_Task description:_
Quote the passage on quality and testing word for word, everything from "Figure 1.1 Google" down to "a permanent mess.".

_Document extract:_
Figure 1.1 Google engineers prefer quality over features.

The fact that we produce world-class software is evidence that our particular formula deserves some study. Perhaps there are parts of it that will work in other organizations. Certainly there are parts of it that can be improved. What follows is a summary of our formula. In later chapters, we dig into specifics and show details of just how we put together a test practice in a developer-centric culture.

Quality ≠ Test

“Quality cannot be tested in” is so cliché it has to be true. From automobiles to software, if it isn’t built right in the first place, then it is never going to be right. Ask any car company that has ever had to do a mass recall how expensive it is to bolt on quality after the fact. Get it right from the beginning or you’ve created a permanent mess.

However, this is neither as simple nor as accurate as it sounds. Although it is true that quality cannot be tested in, it is equally evident that without testing, it is impossible to develop anything of quality. How does one decide if what you built is high quality without testing it?

The simple solution to this conundrum is to stop treating development and test as separate disciplines. Testing and development go hand in hand. Code a little and test what you built. Then code some more and test some more. Test isn’t a separate practice; it’s part and parcel of the development process itself. Quality is not equal to test. Quality is achieved by putting development and testing into a blender and mixing them until one is indistinguishable from the other.

Quality is not equal to test. Quality is achieved by putting development and testing into a blender and mixing them until one is indistinguishable from the other.

At Google, this is exactly our goal: to merge development and testing so that you cannot do one without the other. Build a little and then test it. Build some more and test some more. The key here is who is doing the testing. Because the number of actual dedicated testers at Google is so disproportionately low, the only possible answer has to be the developer. Who better to do all that testing than the people doing the actual coding? Who better to find the bug than the person who wrote it? Who is more incentivized to avoid writing the bug in the first place? The reason Google can get by with so few dedicated testers is because developers own quality. If a product breaks in the field, the first point of escalation is the developer who created the problem, not the tester who didn’t catch it.

Records from a dataset:
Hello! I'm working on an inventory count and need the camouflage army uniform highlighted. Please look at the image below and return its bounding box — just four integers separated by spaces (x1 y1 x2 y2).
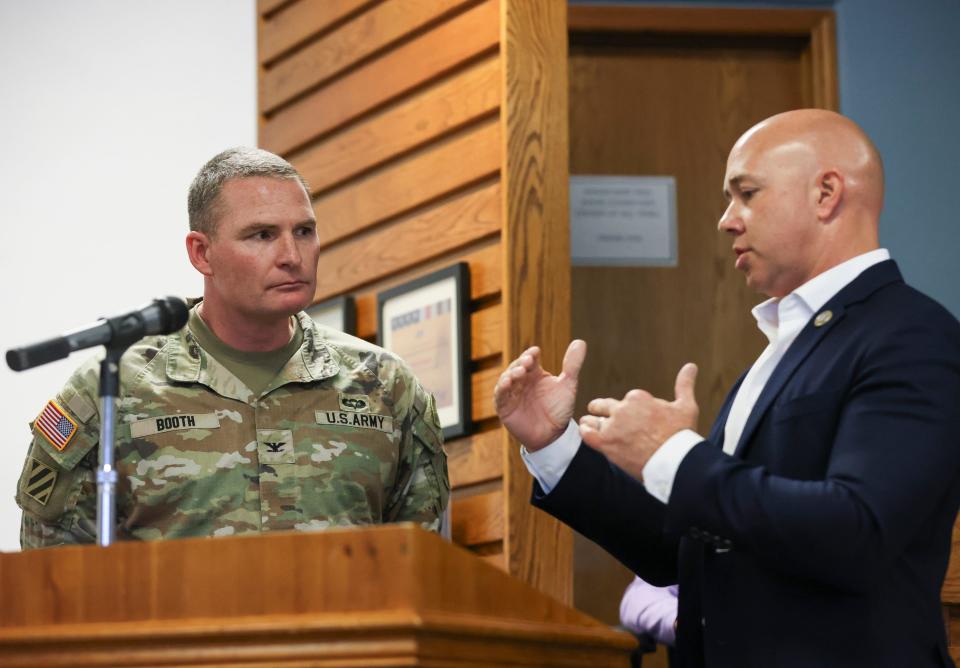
17 313 449 549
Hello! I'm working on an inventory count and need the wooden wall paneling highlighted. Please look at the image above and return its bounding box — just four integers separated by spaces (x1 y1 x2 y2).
350 239 503 339
807 12 840 111
498 0 573 604
257 0 296 16
444 428 503 489
258 0 380 67
470 304 503 360
568 5 832 37
450 491 504 546
315 181 501 300
471 364 502 422
290 55 500 195
313 119 500 246
260 0 471 113
260 0 499 154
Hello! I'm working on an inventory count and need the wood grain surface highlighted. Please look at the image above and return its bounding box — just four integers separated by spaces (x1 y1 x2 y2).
260 0 499 155
501 0 573 602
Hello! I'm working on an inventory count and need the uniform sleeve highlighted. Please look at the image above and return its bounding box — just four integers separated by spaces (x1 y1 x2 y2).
388 381 450 531
16 365 99 550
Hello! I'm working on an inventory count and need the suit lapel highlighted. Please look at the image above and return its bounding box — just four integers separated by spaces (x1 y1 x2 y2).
707 368 750 450
727 260 903 457
734 303 844 457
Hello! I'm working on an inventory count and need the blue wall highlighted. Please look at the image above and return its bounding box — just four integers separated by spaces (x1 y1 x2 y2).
578 0 960 318
836 0 960 317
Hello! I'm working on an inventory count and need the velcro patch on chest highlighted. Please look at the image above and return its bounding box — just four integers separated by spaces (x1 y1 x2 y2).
257 429 297 464
316 411 393 434
339 393 370 413
130 413 220 438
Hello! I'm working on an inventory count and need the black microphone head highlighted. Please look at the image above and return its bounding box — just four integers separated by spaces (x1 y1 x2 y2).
156 297 190 334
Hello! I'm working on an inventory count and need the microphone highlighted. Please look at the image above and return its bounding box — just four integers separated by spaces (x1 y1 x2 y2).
7 297 189 371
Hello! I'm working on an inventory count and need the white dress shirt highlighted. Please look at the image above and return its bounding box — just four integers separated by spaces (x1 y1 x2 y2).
520 248 890 503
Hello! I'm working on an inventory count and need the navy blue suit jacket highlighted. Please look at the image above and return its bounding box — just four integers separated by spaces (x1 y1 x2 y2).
533 261 960 668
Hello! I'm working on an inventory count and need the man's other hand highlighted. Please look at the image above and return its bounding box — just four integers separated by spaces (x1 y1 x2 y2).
493 339 587 452
580 363 700 480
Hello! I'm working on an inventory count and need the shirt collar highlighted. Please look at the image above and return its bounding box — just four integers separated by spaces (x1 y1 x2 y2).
751 248 890 340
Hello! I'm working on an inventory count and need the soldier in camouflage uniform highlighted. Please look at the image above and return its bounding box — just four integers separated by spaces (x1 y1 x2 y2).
17 149 449 548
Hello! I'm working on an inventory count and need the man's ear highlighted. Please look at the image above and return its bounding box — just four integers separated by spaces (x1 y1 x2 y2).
817 169 846 220
187 230 213 276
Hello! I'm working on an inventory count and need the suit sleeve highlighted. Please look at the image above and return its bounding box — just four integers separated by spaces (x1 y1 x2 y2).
667 319 960 591
531 446 678 586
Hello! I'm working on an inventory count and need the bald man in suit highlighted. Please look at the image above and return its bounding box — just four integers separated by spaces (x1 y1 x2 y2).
495 109 960 668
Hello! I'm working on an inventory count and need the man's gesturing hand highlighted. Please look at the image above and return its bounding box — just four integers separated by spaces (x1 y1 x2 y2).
493 339 587 452
580 364 700 480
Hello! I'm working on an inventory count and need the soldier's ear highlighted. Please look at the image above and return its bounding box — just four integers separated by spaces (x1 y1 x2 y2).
186 230 213 276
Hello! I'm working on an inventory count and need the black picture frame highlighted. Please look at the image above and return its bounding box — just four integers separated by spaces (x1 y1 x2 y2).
304 295 357 336
377 262 473 440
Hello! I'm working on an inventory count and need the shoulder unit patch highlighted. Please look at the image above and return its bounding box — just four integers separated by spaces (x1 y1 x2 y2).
23 457 57 506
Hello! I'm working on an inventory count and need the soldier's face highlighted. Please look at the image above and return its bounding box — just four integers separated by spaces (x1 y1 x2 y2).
207 177 320 319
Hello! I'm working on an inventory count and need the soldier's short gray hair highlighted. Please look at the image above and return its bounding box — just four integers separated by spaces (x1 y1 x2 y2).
187 146 310 235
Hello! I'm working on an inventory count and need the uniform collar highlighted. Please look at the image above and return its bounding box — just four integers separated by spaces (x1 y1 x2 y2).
166 311 340 402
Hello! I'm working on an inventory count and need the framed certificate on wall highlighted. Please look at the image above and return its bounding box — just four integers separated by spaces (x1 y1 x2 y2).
377 262 471 440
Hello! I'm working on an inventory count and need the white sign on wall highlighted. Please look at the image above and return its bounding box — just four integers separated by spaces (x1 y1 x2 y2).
570 176 677 267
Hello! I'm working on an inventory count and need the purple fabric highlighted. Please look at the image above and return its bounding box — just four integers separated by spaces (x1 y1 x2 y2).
620 578 678 647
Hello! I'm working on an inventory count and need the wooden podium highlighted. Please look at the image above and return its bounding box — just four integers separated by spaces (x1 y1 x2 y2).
0 524 634 668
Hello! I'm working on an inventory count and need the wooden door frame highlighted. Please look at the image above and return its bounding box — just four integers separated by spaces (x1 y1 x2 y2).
567 5 840 111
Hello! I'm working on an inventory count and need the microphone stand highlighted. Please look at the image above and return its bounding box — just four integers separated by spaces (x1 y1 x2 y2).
97 342 130 547
97 324 142 547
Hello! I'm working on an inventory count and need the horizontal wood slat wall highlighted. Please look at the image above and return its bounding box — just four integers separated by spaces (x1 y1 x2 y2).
258 0 570 600
259 0 506 566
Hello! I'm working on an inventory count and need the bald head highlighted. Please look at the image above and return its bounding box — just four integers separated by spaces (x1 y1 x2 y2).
719 109 883 297
733 109 884 223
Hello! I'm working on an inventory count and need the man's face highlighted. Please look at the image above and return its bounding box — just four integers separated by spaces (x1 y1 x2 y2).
718 135 821 297
207 177 320 320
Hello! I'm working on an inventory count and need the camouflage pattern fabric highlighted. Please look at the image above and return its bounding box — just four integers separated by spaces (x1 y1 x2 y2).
17 312 450 549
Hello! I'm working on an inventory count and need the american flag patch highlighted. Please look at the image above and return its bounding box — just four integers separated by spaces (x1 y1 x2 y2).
33 401 77 450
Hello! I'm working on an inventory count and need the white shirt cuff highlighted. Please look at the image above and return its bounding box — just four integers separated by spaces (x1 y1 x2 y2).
644 429 703 503
520 420 580 494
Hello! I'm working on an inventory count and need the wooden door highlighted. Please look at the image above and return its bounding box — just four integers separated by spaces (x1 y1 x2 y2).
569 7 835 665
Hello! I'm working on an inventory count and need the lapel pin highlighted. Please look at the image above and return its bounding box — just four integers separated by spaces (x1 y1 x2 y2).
813 311 833 327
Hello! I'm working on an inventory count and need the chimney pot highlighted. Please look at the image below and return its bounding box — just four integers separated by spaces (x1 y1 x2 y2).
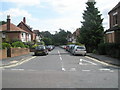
7 15 10 30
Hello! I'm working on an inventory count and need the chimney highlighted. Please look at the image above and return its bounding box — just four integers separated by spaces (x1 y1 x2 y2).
23 17 26 24
7 15 10 30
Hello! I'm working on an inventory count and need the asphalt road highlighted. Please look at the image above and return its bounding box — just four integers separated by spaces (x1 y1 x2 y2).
2 47 119 88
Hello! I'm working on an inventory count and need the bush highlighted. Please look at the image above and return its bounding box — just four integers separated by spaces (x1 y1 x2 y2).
2 43 11 49
12 41 25 48
32 44 38 49
25 45 29 48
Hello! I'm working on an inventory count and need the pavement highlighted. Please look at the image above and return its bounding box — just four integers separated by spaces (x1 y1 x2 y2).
0 52 120 67
87 53 120 67
0 52 34 67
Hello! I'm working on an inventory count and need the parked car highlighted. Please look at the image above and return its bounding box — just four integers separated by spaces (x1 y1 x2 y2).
71 45 87 56
67 44 75 52
34 45 48 55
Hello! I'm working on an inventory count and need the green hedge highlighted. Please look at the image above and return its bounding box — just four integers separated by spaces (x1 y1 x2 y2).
2 43 11 49
98 43 120 59
12 41 25 48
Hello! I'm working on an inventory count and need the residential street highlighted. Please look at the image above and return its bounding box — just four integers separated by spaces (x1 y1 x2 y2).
2 47 119 88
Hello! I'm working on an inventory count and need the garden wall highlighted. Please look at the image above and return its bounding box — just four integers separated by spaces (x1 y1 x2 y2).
8 48 30 57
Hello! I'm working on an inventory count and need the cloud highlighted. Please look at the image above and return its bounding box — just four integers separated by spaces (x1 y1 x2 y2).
0 8 31 17
1 0 40 6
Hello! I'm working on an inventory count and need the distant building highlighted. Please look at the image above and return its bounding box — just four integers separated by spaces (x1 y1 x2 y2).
0 15 29 42
17 17 36 41
105 2 120 43
33 30 42 42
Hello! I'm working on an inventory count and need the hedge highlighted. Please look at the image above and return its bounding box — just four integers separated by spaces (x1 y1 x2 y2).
2 43 11 49
98 43 120 59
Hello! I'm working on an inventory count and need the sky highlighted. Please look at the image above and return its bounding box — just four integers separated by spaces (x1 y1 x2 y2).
0 0 119 34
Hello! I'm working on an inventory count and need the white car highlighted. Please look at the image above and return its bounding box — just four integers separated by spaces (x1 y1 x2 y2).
71 45 87 56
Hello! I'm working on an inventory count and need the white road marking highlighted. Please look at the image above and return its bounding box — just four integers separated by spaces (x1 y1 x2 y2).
11 69 24 71
79 59 97 65
0 56 36 68
60 57 62 60
85 56 110 66
99 68 110 71
10 61 18 64
70 68 76 71
82 70 90 72
99 68 114 72
62 68 66 71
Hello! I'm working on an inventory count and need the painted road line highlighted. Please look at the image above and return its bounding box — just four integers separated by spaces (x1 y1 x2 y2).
70 68 76 71
0 56 36 68
85 56 110 66
99 68 114 72
62 68 66 71
83 59 97 65
10 61 18 64
79 59 97 65
82 70 90 72
10 69 24 71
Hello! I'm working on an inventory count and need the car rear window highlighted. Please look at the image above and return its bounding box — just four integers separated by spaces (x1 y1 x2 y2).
36 46 45 50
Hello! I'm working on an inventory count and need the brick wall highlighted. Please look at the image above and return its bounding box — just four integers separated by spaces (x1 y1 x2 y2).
0 49 7 60
8 48 30 57
6 32 21 40
109 7 120 28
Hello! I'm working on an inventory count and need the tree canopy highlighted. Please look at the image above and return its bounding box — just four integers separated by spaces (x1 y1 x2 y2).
79 2 104 52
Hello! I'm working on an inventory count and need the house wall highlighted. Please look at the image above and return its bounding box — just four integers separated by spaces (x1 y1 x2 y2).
109 7 120 28
0 49 7 60
20 33 27 42
18 23 33 41
105 31 115 43
6 32 21 40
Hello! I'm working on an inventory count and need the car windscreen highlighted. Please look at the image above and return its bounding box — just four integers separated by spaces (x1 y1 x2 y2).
77 47 85 49
36 46 45 50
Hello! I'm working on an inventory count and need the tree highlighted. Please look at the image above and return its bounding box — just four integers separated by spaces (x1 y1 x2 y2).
0 21 7 26
79 2 104 52
42 38 52 45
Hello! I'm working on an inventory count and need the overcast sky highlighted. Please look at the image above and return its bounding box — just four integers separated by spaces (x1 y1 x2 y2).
0 0 119 33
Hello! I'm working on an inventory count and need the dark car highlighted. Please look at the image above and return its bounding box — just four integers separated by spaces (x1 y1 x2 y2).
34 45 48 55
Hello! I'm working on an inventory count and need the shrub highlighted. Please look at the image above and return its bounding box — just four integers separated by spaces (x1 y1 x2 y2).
98 43 120 58
12 41 25 48
2 43 11 49
25 45 29 48
32 44 38 49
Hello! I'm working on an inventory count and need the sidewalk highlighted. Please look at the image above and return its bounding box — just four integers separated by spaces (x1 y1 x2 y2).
0 52 34 67
87 53 120 67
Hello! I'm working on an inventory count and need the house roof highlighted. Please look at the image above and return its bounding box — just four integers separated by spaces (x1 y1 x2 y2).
17 21 33 33
104 26 120 33
108 2 120 14
0 23 27 33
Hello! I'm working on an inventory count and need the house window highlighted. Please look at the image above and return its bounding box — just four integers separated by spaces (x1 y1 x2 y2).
113 12 118 26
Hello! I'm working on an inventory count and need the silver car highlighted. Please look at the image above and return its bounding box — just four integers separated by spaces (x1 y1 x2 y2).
71 45 87 56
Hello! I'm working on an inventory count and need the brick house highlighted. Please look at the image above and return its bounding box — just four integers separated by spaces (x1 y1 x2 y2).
17 17 36 41
105 2 120 43
33 30 42 42
67 28 80 43
0 15 28 42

_Complete output:_
Figure 1.1 Google engineers prefer quality over features.

The fact that we produce world-class software is evidence that our particular formula deserves some study. Perhaps there are parts of it that will work in other organizations. Certainly there are parts of it that can be improved. What follows is a summary of our formula. In later chapters, we dig into specifics and show details of just how we put together a test practice in a developer-centric culture.

Quality ≠ Test

“Quality cannot be tested in” is so cliché it has to be true. From automobiles to software, if it isn’t built right in the first place, then it is never going to be right. Ask any car company that has ever had to do a mass recall how expensive it is to bolt on quality after the fact. Get it right from the beginning or you’ve created a permanent mess.